- _Reading text_
=== Begin Enclosure ===
In 2015, the project was expanded to include Cyprus, Greece, in 2021 Morocco joined, —even the United Arab Emirates are planning to join soon. In Cyprus, the hunting of wild animals and migratory birds is very common, as is the use of pesticides; and even in Greece the situation is far from ideal. Hopefully, the barn owl project will raise awareness and help to protect birds—and the rest of the environment—in these regions [5].

Atlas for Biological Pest Control Research

In 2020, we started using an innovative and ground-breaking system called Atlas to monitor birds' movement. The system was developed in Israel in a collaboration between researchers from Tel Aviv University (Prof. Sivan Toledo) and the Hebrew University in Jerusalem (Prof. Ran Nathan). The ATLAS System is being used to follow Barn Owls movement by Dr. Orr Spiegel and his PhD student Shlomo Cain. Atlas is a system of antennas that enables the tracking of a wide variety of individual animals (weighing more than 10 grams) in real time. A reading of a tracked animal’s position is obtained every 4–8 s. Atlas can operate for up to 2 years, depending on the size of the battery, and the transmitter is significantly cheaper than alternatives like GPS. The Atlas system currently contains 19 base stations, covering a total of ~300 km2 in Beit She’an and Harod Valley.

Each of 136 barn owls were fitted with a small ring attached to one of its legs and a transmitter attached to its back. The details transmitted by Atlas enable accurate tracking of barn owl movement and behavior in the field, and all the data are recorded. These accurate measurements help researchers to locate and characterize rodent-infested fields before the rodents do large-scale damage, which will strengthen the cooperation between participating countries and support the training of farmers in the region in carrying out similar activities in their territories.


Pesticides: Chemical agent to poison and kill pests in agriculture.

Secondary Poisoning: Predators accumulating poison in their body by consuming poisoned prey, so the poisoning effect grows and harms predators as well.

Raptors: Predatory birds, catch prey with their strong feet with sharp talons.

Barn Owl: Nocturnal raptor of the owl family that preys on rodents. These owls have excellent vision and hearing and sharp talons, all of which make them great hunters.

Biological Pest Control: Using living creatures to control populations of pests such as rodents and insects; may help decrease the use of harmful chemical pesticides.
=== End Enclosure ===
- _Data provided_
=== Begin Enclosure ===
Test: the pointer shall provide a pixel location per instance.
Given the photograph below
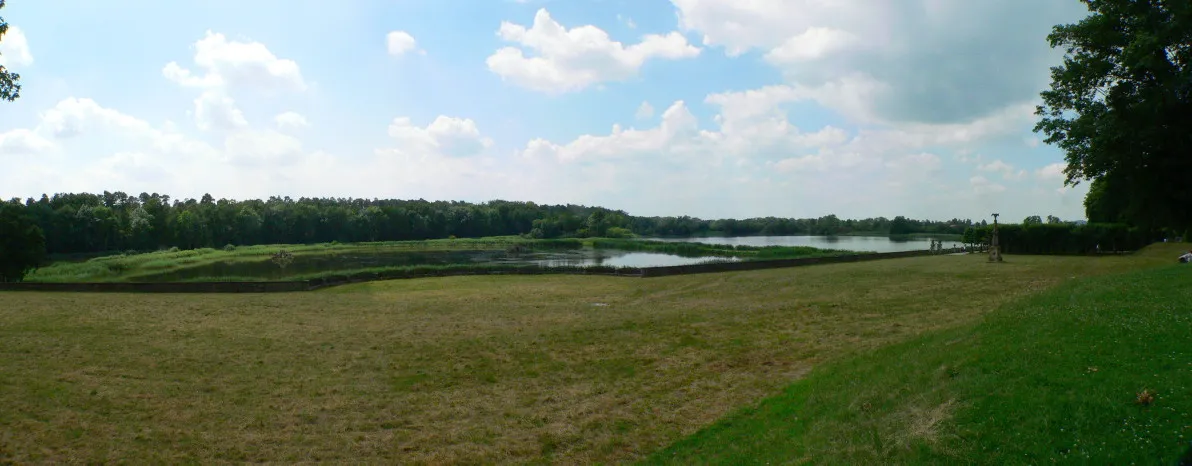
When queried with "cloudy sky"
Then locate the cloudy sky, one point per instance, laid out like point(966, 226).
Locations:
point(705, 107)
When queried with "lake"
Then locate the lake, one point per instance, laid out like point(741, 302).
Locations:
point(871, 243)
point(305, 265)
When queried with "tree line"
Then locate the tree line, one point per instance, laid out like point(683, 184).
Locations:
point(85, 223)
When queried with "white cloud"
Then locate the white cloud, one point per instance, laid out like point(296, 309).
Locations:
point(997, 166)
point(72, 117)
point(627, 22)
point(23, 142)
point(812, 44)
point(291, 120)
point(983, 186)
point(264, 147)
point(458, 137)
point(1053, 173)
point(216, 111)
point(644, 111)
point(236, 64)
point(925, 61)
point(570, 60)
point(399, 43)
point(14, 49)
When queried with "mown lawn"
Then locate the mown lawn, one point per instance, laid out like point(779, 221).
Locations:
point(1096, 371)
point(469, 370)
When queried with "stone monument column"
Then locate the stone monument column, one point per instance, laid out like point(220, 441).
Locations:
point(994, 249)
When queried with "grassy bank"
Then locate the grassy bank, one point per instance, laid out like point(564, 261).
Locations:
point(473, 370)
point(1096, 371)
point(129, 266)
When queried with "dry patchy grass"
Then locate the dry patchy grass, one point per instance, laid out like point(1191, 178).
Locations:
point(461, 370)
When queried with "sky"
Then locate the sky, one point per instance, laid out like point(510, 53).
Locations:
point(715, 109)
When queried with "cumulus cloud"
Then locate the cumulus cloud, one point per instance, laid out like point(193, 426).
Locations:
point(983, 186)
point(565, 60)
point(1053, 173)
point(644, 111)
point(23, 142)
point(291, 120)
point(14, 49)
point(924, 61)
point(458, 137)
point(399, 43)
point(236, 64)
point(216, 111)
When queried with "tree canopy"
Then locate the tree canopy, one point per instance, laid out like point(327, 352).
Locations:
point(1121, 109)
point(22, 242)
point(10, 82)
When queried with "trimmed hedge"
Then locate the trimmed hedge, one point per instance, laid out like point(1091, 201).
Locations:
point(1065, 237)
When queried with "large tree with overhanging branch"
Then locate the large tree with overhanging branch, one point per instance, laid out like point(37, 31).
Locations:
point(10, 82)
point(1121, 109)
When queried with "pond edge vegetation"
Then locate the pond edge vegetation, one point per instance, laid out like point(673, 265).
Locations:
point(322, 280)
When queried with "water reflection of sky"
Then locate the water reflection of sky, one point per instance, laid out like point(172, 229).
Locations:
point(873, 243)
point(627, 259)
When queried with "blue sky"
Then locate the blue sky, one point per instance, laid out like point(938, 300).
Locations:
point(703, 107)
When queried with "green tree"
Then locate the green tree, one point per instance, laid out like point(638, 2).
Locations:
point(10, 82)
point(22, 242)
point(1121, 104)
point(900, 225)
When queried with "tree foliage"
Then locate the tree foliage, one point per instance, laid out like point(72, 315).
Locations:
point(22, 242)
point(10, 82)
point(1121, 107)
point(1061, 237)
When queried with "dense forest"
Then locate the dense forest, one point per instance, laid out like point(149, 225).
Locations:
point(80, 223)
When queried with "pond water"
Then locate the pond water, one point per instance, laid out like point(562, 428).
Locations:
point(306, 265)
point(873, 243)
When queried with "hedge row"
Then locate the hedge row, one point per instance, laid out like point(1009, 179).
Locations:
point(1062, 237)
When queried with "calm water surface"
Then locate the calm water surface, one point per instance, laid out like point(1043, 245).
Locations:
point(874, 243)
point(305, 265)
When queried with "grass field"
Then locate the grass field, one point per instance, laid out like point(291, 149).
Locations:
point(154, 266)
point(123, 267)
point(1094, 371)
point(470, 370)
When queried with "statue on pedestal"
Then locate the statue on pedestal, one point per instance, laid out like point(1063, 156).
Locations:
point(994, 250)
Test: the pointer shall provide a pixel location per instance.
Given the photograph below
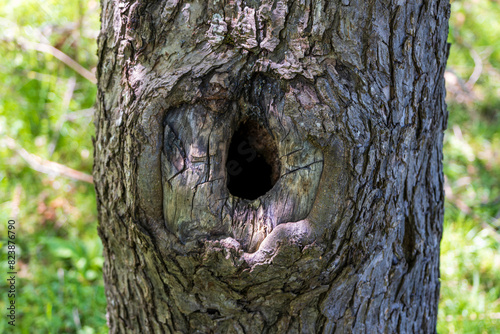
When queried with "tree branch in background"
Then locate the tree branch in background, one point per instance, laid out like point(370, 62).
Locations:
point(62, 57)
point(68, 95)
point(45, 166)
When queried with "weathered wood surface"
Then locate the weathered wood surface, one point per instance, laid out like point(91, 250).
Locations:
point(347, 240)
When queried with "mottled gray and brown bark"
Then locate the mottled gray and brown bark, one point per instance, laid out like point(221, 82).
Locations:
point(346, 100)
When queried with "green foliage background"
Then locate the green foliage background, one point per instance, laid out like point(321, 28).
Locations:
point(46, 109)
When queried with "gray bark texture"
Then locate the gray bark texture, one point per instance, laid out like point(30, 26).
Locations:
point(342, 99)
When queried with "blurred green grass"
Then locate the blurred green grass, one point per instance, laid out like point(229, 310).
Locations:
point(46, 109)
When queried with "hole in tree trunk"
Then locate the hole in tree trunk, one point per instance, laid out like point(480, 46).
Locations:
point(252, 164)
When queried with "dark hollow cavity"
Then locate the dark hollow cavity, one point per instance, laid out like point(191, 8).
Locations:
point(252, 163)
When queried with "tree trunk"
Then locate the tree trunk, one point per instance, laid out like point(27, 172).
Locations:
point(271, 166)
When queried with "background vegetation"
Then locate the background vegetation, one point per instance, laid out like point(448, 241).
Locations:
point(46, 107)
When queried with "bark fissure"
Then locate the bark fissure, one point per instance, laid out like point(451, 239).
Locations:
point(346, 239)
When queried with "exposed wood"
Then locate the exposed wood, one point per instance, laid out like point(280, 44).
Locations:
point(347, 239)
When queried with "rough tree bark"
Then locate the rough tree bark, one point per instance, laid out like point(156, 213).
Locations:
point(342, 100)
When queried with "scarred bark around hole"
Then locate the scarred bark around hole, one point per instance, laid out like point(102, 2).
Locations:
point(346, 239)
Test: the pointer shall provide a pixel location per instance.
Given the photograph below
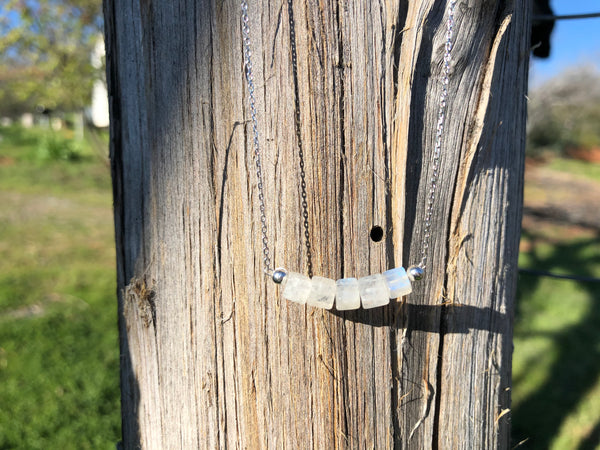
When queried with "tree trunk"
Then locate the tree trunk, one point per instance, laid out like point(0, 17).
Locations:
point(212, 357)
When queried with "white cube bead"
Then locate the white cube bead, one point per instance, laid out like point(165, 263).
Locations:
point(347, 296)
point(398, 282)
point(296, 287)
point(322, 293)
point(374, 291)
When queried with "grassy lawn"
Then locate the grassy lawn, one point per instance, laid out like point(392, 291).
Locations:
point(58, 320)
point(556, 362)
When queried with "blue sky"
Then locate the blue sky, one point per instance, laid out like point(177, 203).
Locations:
point(574, 42)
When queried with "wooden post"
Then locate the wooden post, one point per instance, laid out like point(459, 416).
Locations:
point(212, 357)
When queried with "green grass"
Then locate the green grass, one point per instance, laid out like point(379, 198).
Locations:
point(576, 167)
point(58, 312)
point(556, 362)
point(59, 356)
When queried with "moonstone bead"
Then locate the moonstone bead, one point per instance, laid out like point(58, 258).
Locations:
point(296, 287)
point(347, 296)
point(398, 282)
point(374, 291)
point(322, 293)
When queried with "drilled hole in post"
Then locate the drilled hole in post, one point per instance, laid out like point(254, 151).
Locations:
point(376, 233)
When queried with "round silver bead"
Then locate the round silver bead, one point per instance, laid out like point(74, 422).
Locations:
point(415, 273)
point(278, 275)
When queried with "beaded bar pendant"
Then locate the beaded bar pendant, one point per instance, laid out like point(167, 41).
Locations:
point(347, 293)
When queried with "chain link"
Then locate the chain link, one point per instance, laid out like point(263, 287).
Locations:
point(256, 142)
point(435, 160)
point(437, 149)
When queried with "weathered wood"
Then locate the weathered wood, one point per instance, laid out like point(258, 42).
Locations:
point(211, 356)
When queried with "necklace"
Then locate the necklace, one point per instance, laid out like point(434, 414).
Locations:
point(347, 293)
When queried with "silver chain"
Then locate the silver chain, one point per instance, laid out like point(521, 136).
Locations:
point(257, 159)
point(437, 149)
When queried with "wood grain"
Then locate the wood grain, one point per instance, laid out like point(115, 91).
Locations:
point(211, 356)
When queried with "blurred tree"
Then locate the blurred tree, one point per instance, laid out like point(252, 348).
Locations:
point(45, 54)
point(564, 113)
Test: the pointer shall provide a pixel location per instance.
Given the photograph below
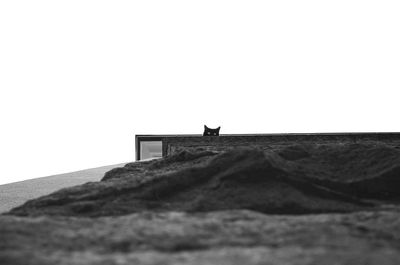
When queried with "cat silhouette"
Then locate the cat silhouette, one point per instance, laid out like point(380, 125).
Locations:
point(211, 132)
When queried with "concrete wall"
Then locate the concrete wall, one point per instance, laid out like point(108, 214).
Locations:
point(175, 144)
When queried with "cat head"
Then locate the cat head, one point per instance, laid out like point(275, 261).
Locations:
point(211, 132)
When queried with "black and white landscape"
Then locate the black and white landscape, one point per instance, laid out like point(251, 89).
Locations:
point(314, 203)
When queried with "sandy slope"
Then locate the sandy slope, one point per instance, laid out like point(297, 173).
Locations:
point(296, 204)
point(14, 194)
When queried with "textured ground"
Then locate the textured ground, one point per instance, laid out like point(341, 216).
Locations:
point(293, 204)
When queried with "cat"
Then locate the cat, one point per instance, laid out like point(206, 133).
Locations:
point(211, 132)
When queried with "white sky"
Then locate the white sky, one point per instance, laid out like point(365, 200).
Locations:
point(78, 79)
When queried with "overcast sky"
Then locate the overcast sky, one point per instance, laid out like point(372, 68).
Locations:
point(78, 79)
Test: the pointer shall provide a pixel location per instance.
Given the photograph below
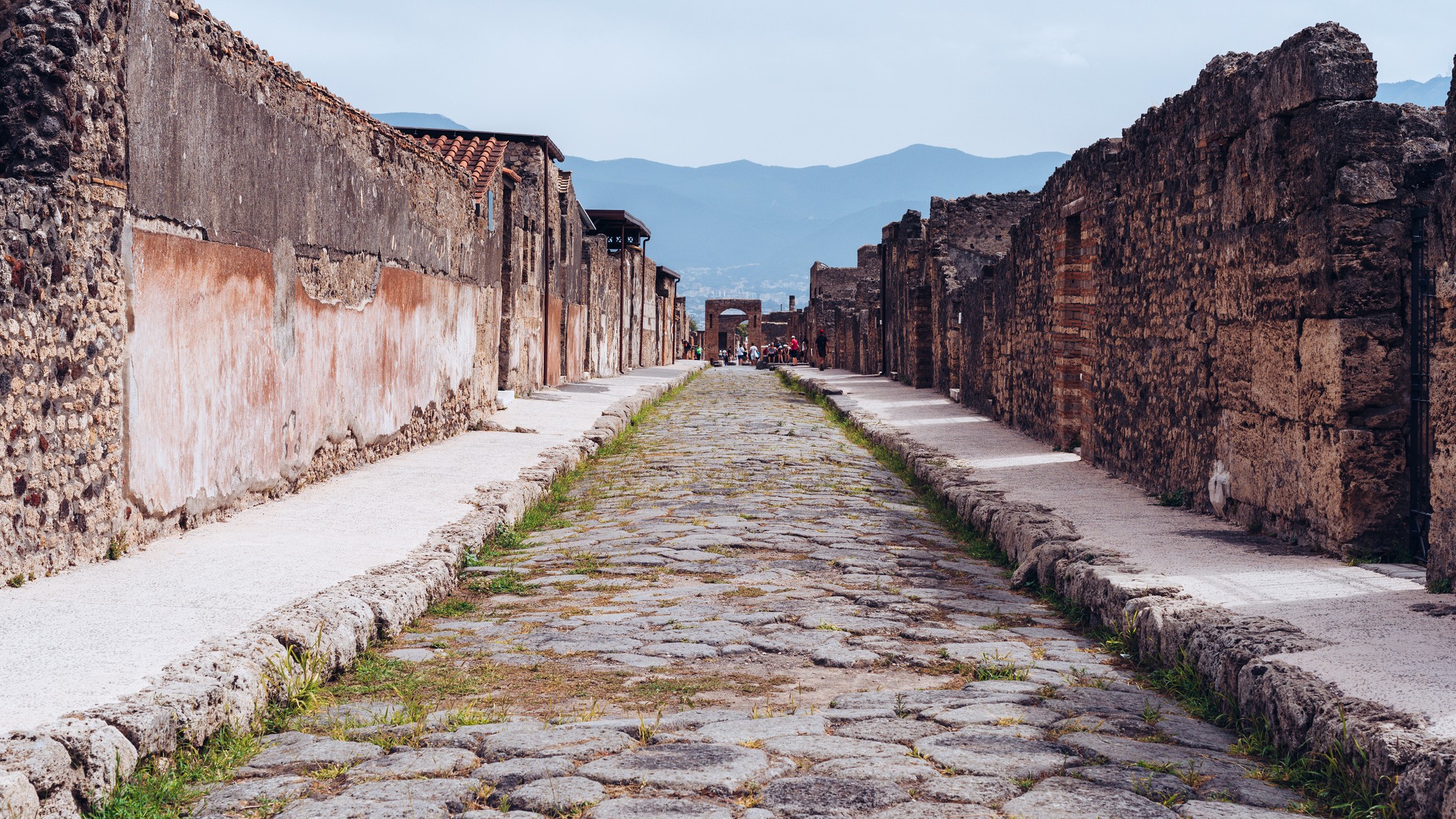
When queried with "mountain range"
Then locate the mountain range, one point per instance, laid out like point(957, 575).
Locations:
point(749, 230)
point(1430, 93)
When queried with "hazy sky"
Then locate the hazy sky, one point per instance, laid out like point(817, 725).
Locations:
point(803, 82)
=== End Enclosure ===
- _Requirement 1_
Answer these about the barn owl text, one line each:
(a) How often does Atlas get a reading of a tracked animal's position?
(b) How many barn owls were fitted with a ring and a transmitter?
(c) In what year did Morocco join the project?
- _Requirement 2_
Write the next part of the barn owl text, starting right after its last definition.

- _Reply 1_
(a) Every 4–8 seconds.
(b) 136.
(c) 2021.

- _Reply 2_
Pellet: Undigested parts of a raptors prey (such as feathers, hairs, bones, teeth, and nails) that are ejected from the mouth after a few hours, as a large pellet.

Nesting Success: Measured in how many chicks fledged per year

GPS Transmitter: Transmits data intercepted by space satellites, to indicate the location of the animal to which it was attached.

Transmitter: Special transmitters developed and produced specially for the Atlas project, that cost about 10% of an average GPS transmitter


This work was supported by Israel Ministry of Regional Cooperation, Plant Protection and Inspection Services, Israeli Ministry of Agriculture and Rural Development, Hoopoe Foundation, Society for the Protection in Israel, The A. G. Leventis Foundation, Peter & Naomi Neustadter, Larry Kornhauser (Australia), and Ala, Swiss Ornithological Society. Written informed consent was obtained from the individual(s) for the publication of any identifiable images or data included in this article.

Conflict of Interest

The author declares that the research was conducted in the absence of any commercial or financial relationships that could be construed as a potential conflict of interest.


[1] Paz, U. 1986. Plants and Animals of the Land of Israel: An Illustrated Encyclopedia (V6: Birds). Tel-Aviv: Ministry of Defense/the Publishing House; Society for Protection of Nature, Israel.

[2] Yom-tov, Y. 2014. Biology of Terrestrial Vertebrates From an Israeli Perspective, Vol. C: Birds. Raanana: Open University.

[3] Leshem, Y. 2012. Buma the Barn Owl: The Farmer’s Friend. Jerusalem; Tel Aviv: The Duchifat Foundation, the Society for the Protection of Nature, Karta and Tel Aviv University (produced in three languages: Hebrew, English and Arabic).

[4] Glausiusz, J. 2018. Owls for peace: how conservation science is reaching across borders in the Middle East. Nature 554:22–3.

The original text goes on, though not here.